### [GIVEN TEXT]
----------------

Some of you are following closely the transition happening at ACE regarding how transcripts are managed. Here’s the latest news and my thoughts moving forward.
If you’ve completed and passed a course or exam that carries ACE recommendations, and your provider has not begun issuing Digital Credentials through Acclaim, then you are eligible to order an official transcript through November 2020 that can be sent securely to an institution of your choice. The ACE transcript verifies your credential for a college or employer, and includes information on the learning outcomes, competencies, credit recommendations, and other details about the course you passed. Recipients can use it to grant you college credit, satisfy degree requirements, or verify skills required for a job opportunity. If you have taken training at your workplace or an examination for a professional certification or license which has not been evaluated by ACE’s College Credit Recommendation Service (CREDIT®), the training would not be included on the ACE transcript. However, many colleges and universities have transfer policies and prior learning assessment programs that provide opportunities for you to submit those learning experiences for potential college credit.
I have the same questions you have:
- What will happen to our ACE account after the change? Will it be closed?
- Where will our ACE credit “go” if the company doesn’t join Acclaim? (ex. ALEKS)

----------------

[Entries from a data collection]
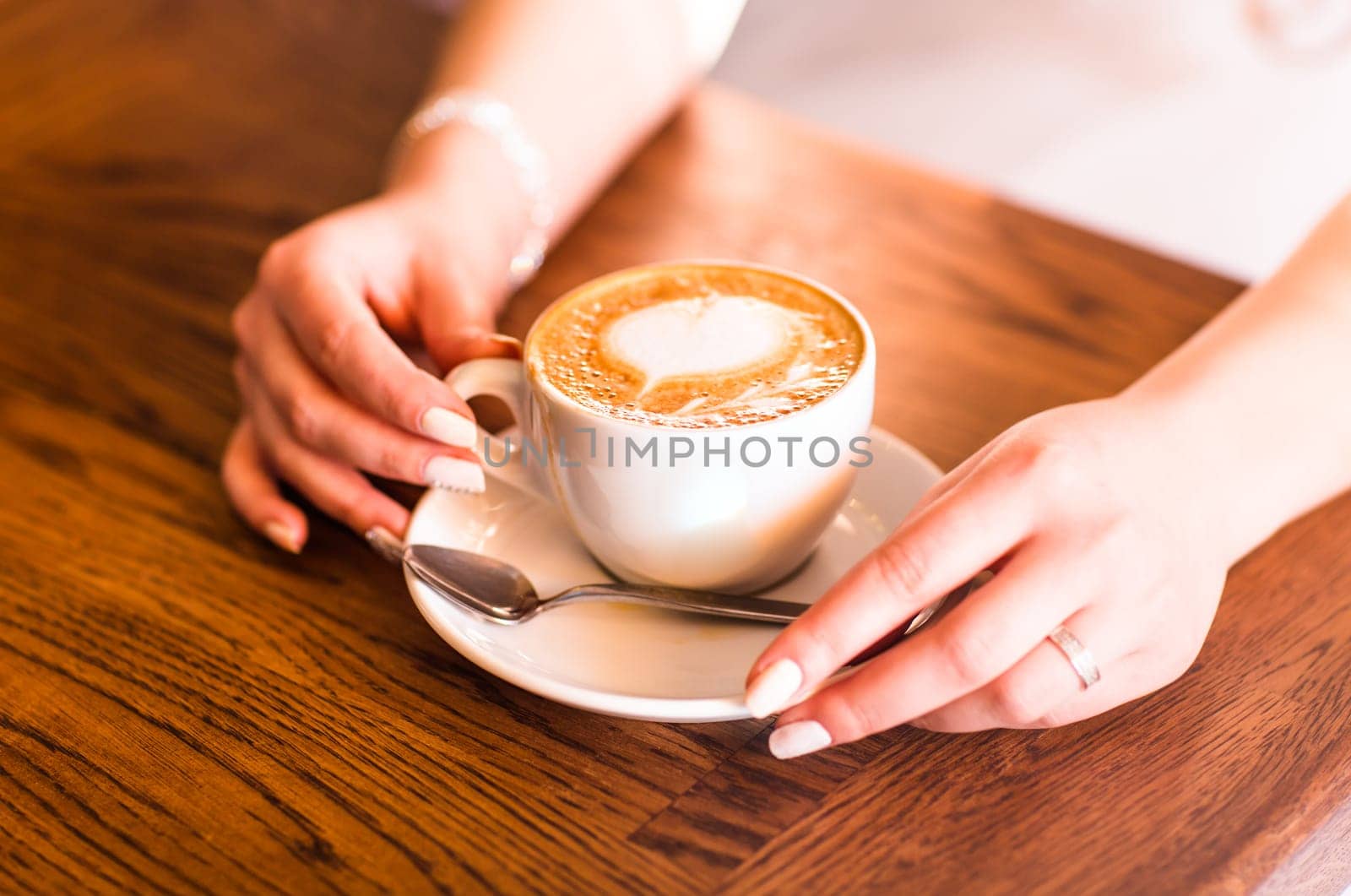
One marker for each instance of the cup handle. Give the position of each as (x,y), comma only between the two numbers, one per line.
(504,378)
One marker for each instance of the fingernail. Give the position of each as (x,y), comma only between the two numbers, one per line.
(281,535)
(452,472)
(773,688)
(449,427)
(503,339)
(799,738)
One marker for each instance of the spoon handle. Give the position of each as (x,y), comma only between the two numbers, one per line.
(385,544)
(699,601)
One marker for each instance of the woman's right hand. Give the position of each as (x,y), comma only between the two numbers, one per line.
(330,392)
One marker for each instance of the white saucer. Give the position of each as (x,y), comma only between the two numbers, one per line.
(635,661)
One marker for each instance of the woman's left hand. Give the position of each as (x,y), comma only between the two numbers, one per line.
(1087,522)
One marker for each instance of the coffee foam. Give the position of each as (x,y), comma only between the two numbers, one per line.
(696,345)
(699,337)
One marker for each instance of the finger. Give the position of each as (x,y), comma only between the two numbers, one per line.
(335,490)
(254,493)
(1039,682)
(929,556)
(1138,675)
(319,418)
(983,638)
(456,323)
(341,335)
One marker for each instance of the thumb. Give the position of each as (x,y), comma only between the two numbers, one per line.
(457,323)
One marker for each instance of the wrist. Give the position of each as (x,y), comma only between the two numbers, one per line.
(458,172)
(1209,466)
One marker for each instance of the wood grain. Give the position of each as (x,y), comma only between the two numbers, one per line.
(184,709)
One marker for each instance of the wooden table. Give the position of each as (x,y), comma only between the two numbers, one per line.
(184,709)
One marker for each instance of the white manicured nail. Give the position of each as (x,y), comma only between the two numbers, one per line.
(281,535)
(799,738)
(773,688)
(452,472)
(449,427)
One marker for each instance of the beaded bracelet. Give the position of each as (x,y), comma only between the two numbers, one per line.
(496,119)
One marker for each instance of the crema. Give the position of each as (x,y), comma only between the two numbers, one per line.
(696,345)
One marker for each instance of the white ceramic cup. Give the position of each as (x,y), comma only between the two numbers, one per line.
(693,522)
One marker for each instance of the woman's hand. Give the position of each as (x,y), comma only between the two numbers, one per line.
(328,389)
(1087,522)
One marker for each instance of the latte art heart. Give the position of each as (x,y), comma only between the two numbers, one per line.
(696,345)
(704,335)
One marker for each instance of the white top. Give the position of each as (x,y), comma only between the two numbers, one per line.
(1213,130)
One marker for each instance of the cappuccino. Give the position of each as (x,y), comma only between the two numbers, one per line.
(696,345)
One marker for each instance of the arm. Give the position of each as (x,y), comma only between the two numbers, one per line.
(1116,518)
(328,388)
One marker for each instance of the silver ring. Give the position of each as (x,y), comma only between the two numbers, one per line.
(1077,654)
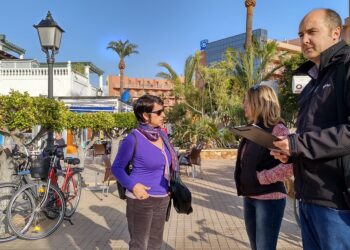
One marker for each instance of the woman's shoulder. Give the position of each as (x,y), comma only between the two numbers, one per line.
(280,129)
(131,137)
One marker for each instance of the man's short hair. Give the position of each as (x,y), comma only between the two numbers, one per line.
(333,18)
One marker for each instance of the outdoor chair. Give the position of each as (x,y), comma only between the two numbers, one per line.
(192,159)
(108,176)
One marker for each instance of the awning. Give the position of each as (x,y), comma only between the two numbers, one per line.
(91,109)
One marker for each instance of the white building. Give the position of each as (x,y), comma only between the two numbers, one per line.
(31,76)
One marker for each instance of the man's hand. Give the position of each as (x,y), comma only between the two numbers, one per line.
(140,191)
(282,154)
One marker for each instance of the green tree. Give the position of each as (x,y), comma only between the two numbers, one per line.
(19,113)
(245,75)
(123,49)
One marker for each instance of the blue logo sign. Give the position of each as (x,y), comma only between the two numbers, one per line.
(204,44)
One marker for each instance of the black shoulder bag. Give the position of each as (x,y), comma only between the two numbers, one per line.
(180,194)
(128,169)
(343,118)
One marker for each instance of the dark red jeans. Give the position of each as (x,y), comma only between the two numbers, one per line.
(146,219)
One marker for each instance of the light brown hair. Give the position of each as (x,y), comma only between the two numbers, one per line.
(264,105)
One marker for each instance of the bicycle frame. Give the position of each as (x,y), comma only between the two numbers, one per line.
(68,174)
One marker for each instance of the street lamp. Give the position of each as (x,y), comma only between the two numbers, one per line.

----------------

Continue the post about the ACE transcript changes, picking up after its last line.

- Will Acclaim be the only centralized transcript option?
- Will this change result in losing any of my college credit?
- During the transfer, who do I contact if I encounter errors?
The honest answer at this point is that I simply don’t have all the information available to offer anything beyond what ACE is sharing. I have attempted to phone ACE numerous times with no luck, and my emails are not yet answered. So, I’m being patient.
How will this impact my family?
There are some aspects of this that will have zero impact. For instance, CLEP and Advanced Placement products are both worth college credit because they are ACE evaluated, but they already generate their own “score report” or “official transcript” to send to colleges. It feels like we’re headed in this direction for everyone.
Early ACE courses were “bonus” opportunities for people who did workplace learning that happen to also be worth college credit. Example, the McDonald’s Corporation Management Courses have been worth college credit since the 1980’s, but at that time, it was rare to find a college that accepted the college credit in transfer. The burden was on McDonald’s to intentionally find colleges and form these partnerships.
As such, if you’ve followed Homeschooling for College Credit from the beginning, you’ll know that I didn’t used to recommend ACE courses. It wasn’t until the formulation of extensive partnerships did these courses, in my opinion, serve enough people to be worthwhile. Partnerships changed everything.
Only in the past 10 years have we seen a surge in companies whose whole business model is exclusively developing and selling courses for college credit. Only in the past 5 years have we observed aggressive partnerships forming between these businesses and colleges. You really can look at 2015- current as the GOLDEN ERA of ACE CREDIT because people can (and have) earned 95% of a degree using cheap or free ACE credit.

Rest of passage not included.